(Photo-based referring expression data)
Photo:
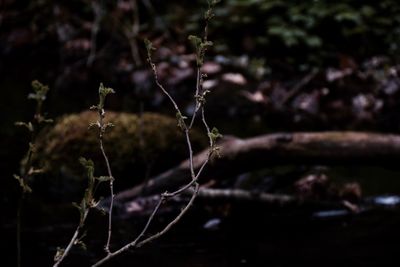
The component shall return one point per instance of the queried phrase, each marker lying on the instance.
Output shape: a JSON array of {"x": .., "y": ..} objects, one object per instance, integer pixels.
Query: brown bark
[{"x": 241, "y": 155}]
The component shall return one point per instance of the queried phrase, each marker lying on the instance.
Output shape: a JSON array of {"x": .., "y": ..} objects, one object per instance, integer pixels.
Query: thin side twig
[{"x": 103, "y": 152}]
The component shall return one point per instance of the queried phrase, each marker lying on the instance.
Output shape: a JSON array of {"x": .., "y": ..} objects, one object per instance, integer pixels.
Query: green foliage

The task: Your answer should reproduce every line of the data verbatim and include no images.

Solution:
Photo:
The component shall return one point per instance of the queried phrase, each marker lying on the instance.
Output shape: a JSON array of {"x": .., "y": ..} objects, one object per instance, integer pixels.
Query: brown bark
[{"x": 241, "y": 155}]
The component shall return one point per instance of the queried phrase, each marker lying on the instance.
Output shape: a JSON array of {"x": .., "y": ..} objects, one object per instance, integer pixels.
Query: thin side twig
[{"x": 103, "y": 152}]
The component shall return one point per instance of the queried phrase, each marker lying on the instance.
Output shape: a JSON array of {"x": .., "y": ..} objects, one object per instance, integer pixels.
Query: green foliage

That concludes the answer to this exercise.